§ Task details
Return verbatim the lines below, from the first one through the line containing "x=498, y=335", inclusive.

§ Given entries
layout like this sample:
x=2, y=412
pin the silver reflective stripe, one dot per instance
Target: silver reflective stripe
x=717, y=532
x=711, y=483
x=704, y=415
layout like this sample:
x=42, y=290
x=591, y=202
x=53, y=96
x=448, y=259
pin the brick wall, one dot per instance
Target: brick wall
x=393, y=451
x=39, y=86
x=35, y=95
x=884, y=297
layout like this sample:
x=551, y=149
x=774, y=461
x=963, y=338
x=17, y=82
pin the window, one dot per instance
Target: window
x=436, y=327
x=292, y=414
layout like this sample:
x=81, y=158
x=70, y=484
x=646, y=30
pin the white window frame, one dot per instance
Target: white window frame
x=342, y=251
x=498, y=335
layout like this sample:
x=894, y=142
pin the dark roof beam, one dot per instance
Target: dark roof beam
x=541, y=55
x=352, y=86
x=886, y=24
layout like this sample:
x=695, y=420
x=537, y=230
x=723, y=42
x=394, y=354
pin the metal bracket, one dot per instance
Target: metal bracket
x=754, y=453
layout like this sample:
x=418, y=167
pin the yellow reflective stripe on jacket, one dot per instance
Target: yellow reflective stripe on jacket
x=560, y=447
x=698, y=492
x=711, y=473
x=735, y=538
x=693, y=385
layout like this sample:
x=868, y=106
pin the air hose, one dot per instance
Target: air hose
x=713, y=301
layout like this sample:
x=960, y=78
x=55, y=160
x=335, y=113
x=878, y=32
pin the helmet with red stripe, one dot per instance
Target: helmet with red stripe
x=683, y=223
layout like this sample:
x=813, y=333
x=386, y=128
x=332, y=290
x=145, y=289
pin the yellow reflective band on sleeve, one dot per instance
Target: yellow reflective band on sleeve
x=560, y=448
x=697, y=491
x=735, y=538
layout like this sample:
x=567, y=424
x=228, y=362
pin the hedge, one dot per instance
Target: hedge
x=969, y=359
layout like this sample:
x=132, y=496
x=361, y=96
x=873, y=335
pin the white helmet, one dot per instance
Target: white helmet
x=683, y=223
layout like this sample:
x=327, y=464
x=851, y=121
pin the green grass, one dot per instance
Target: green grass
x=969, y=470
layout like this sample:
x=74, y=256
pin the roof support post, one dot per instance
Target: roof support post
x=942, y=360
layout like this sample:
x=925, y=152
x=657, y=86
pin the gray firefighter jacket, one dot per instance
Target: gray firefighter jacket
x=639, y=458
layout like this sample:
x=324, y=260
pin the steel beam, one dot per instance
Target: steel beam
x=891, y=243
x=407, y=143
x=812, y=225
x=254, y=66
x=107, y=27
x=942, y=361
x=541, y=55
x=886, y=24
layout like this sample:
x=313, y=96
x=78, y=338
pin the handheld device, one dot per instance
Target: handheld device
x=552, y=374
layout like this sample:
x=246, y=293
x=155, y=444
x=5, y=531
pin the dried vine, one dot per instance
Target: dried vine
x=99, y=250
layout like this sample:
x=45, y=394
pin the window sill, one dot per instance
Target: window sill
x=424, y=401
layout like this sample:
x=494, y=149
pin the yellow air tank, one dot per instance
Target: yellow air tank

§ Full answer
layout like this sample:
x=2, y=412
pin the silver reflective stripe, one dot per instance
Target: silver reflective stripe
x=717, y=532
x=711, y=483
x=704, y=415
layout like this sample:
x=42, y=290
x=591, y=202
x=53, y=96
x=448, y=259
pin the brick wall, one dot per instance
Target: brick wall
x=393, y=451
x=39, y=86
x=35, y=95
x=884, y=297
layout like this sample:
x=551, y=149
x=774, y=461
x=963, y=338
x=17, y=82
pin the window, one dot per instance
Target: window
x=436, y=327
x=292, y=414
layout like this sample:
x=81, y=158
x=70, y=484
x=646, y=30
pin the white window frame, one dot per instance
Target: white window frame
x=342, y=251
x=498, y=335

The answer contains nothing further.